The Olympic Forest includes "sea hibiscus from Seychelles, oleander from Algeria, sweet bay from Greece, Cajeput from Papua New Guinea…the paper mulberry from Toga, the carob from Cyprus, the date palm from Egypt".

==History==

=== The Hills ===
The Baldwin Hills were part of the homeland of the Tongva people, inhabited by them for over 8,000 years. In the 19th century the area was part of the Spanish and Mexican Ranchos of California era, with the Rancho Rincon de los Bueyes and Rancho La Cienega o Paso de la Tijera in and around the present day park. As Los Angeles quickly grew during the 20th century, only the rugged terrain of this section of the Baldwin Hills protected it from being developed.

In 1932 the area east of the park was used as the site of the first Olympic Village ever built, for the 1932 Summer Olympics in the 10th Olympiad, which Los Angeles hosted.

In the late 1940s the city transportation master plan included building a new north–south freeway, the Laurel Canyon Freeway-SR-170, that would have bisected the Baldwin Hills and park site where La Cienega Boulevard currently crosses the hills.

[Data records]
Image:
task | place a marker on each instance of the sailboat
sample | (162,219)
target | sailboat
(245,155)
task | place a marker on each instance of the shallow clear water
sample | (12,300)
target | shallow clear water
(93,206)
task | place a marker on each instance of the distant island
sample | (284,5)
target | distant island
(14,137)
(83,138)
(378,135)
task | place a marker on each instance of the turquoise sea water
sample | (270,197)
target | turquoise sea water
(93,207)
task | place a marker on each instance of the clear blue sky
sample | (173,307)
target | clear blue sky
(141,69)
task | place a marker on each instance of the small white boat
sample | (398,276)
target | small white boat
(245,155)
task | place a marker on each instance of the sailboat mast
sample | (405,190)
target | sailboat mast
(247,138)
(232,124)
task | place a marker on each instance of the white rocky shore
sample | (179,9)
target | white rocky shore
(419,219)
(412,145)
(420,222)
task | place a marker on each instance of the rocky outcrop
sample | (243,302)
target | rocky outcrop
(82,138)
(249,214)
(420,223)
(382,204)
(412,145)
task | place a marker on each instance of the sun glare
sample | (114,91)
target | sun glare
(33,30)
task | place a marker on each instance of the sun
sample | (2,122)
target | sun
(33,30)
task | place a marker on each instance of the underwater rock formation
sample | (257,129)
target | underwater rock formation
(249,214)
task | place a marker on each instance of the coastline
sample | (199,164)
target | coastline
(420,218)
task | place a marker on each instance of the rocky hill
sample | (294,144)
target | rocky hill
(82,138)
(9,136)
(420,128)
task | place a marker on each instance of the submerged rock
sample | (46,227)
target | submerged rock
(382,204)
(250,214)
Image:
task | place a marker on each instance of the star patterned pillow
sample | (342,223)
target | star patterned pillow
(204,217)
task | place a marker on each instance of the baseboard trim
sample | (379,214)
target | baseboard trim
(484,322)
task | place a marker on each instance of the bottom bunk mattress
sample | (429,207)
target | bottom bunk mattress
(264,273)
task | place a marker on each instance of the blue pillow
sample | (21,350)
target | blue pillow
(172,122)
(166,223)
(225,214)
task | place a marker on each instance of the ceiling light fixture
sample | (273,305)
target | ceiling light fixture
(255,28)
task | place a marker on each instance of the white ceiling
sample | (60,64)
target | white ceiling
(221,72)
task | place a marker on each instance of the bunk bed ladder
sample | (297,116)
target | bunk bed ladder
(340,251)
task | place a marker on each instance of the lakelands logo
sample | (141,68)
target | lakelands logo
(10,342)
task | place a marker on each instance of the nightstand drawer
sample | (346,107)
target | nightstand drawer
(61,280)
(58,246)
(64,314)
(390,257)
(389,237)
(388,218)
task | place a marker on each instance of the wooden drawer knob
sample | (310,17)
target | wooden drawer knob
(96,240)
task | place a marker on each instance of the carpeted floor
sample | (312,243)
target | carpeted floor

Work request: Continue the Baldwin Hills history text from where it stops. Nothing in the lines is needed here.

Expected output:
Between 1947 and 1951, the Baldwin Hills Reservoir was built here. In the 1963 Baldwin Hills Dam disaster, the reservoir's dam suffered a catastrophic collapse, washing away residences in the canyon, flooding the landmark Baldwin Hills Village (now Village Green), and killing five residents who had not evacuated. The news coverage of the disaster was the first time aerial footage was televised live. Before the county demolished the ruined reservoir bowl and converted the land into parking and picnic areas circa 1990s, "Fennel, chamise and dandelion pushed through the cracked cement bottom of the reservoir" and it was overlooked by an "observation tower" that resembled "a castle from the Middle Ages".

The bowl of the reservoir (now called Janice's Green Valley) has been planted with grass and trees but remains visible and is the site of a popular jogging track.

=== Park development ===
Los Angeles County Supervisors began negotiations to acquire the site of the Baldwin Hills Dam disaster in 1976. It opened in 1983 as the Baldwin Hills State Recreational Area, and was renamed in 1988 to honor Supervisor Hahn and his preservation efforts there.

At the time the area was also a very popular spot for the then-new sport of motocross, locals calling it "Motorcycle Hill". An abandoned oil well at the top of the hill was decorated with sparkle lights during the holiday season and looked like a giant Christmas tree at night.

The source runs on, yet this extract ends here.